==== SELECTION

# Fluval Stratum vs floramax



## Petrie (Dec 30, 2011)

I have a fluval flora which came with the stratum, I ordered another bag so I'll have a total of 18lbs of it. Today when I was at petsmart I decided to grab a 12lb bag of floramax.

How would you set up the substrate? layers? mixed? just one or the other?

I'm going to start with mostly stem plants but at some point I want to do some kind of grass or ground covering.


----------



## somewhatshocked (Aug 8, 2011)

Fluval Stratum (both Plant and Shrimp varieties) are pretty light so they're always going to end up on top if you mix. You could use the other as a base layer if you wanted to build things up into slopes and such. But if you have enough, I'd stick with the Fluval by itself.

I've been using it for about six months and have had great luck in just about every setting you can imagine. Big fan of it.

Also... do you mean 18 litres or 18 pounds?


----------



## Petrie (Dec 30, 2011)

sorry I meant 13lbs, it came with a 4.4lb bag and I ordered an 8.8lb bag that'll get here tomorrow.

I've heard alot of complaints about the stratum with planting small plants like grass, have you tried this?


----------



## somewhatshocked (Aug 8, 2011)

Yep. Here's a journal with three small tanks where I used Stratum with HC, UG, hair grass and Glosso. Here's another with UG. Never had an issue.

You just have to let things get rooted before messing with anything.


----------



## Petrie (Dec 30, 2011)

ok cool thanks, thats good to know. I got the stratum in the mail today and decided to go with that all the way, man 13lbs in an 8g tank is alot but I think it looks good. I hope to see things grow soon!


----------



## somewhatshocked (Aug 8, 2011)

Forgot to note that I have better experience planting when using thin tweezers and forceps than when using the wider-set stuff that's available at most local fish shops. Easier to get roots to stay down.


----------



## moonwasaloon (May 24, 2011)

How much do I need to wash the Fluval Shrimp Stratum? Any advice?


----------



## somewhatshocked (Aug 8, 2011)

Don't! Don't rinse it at all. There are several threads here on the forum wherein folks discuss that it's not necessary - so feel free to search them out for deeper details/discussions.

But it's not necessary. Just add your water slowly and you won't experience clouding.


----------

========
==== PROVIDED DATA

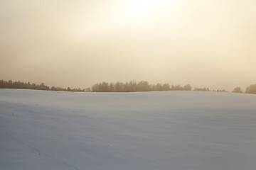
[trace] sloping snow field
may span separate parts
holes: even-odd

========

Rewrite the substrate thread from the words "ok cool thanks, thats" and stop after "to stay down.". Swap "tweezers" for "pliers" throughout that stretch.

EXERCISE RESULT:
ok cool thanks, thats good to know. I got the stratum in the mail today and decided to go with that all the way, man 13lbs in an 8g tank is alot but I think it looks good. I hope to see things grow soon!


----------



## somewhatshocked (Aug 8, 2011)

Forgot to note that I have better experience planting when using thin pliers and forceps than when using the wider-set stuff that's available at most local fish shops. Easier to get roots to stay down.